Exercise description —
Locate the line that contains "output | x=X". Retype it and every line after it to the end of the records, exactly, but not the pictures.

Data extract —
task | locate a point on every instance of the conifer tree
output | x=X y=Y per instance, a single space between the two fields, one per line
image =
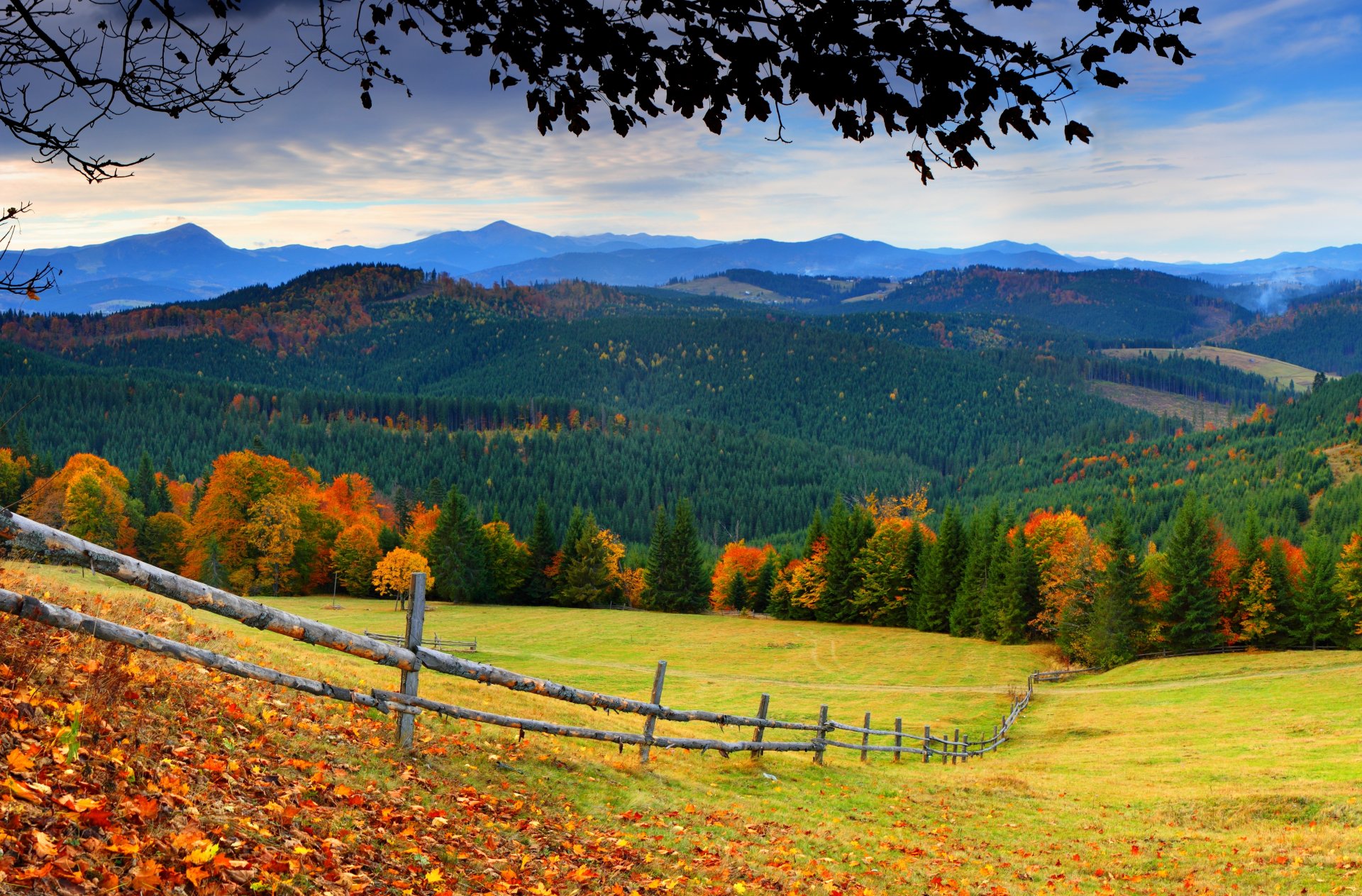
x=1116 y=617
x=1192 y=610
x=969 y=598
x=688 y=577
x=848 y=534
x=815 y=533
x=1022 y=597
x=544 y=543
x=1319 y=608
x=941 y=580
x=458 y=552
x=655 y=573
x=996 y=587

Result for this exercise —
output | x=X y=Y per instance, a single space between the two fields, one per line
image =
x=1116 y=617
x=1192 y=610
x=969 y=598
x=688 y=577
x=848 y=534
x=815 y=533
x=1022 y=597
x=544 y=543
x=1319 y=608
x=941 y=580
x=458 y=552
x=655 y=573
x=996 y=587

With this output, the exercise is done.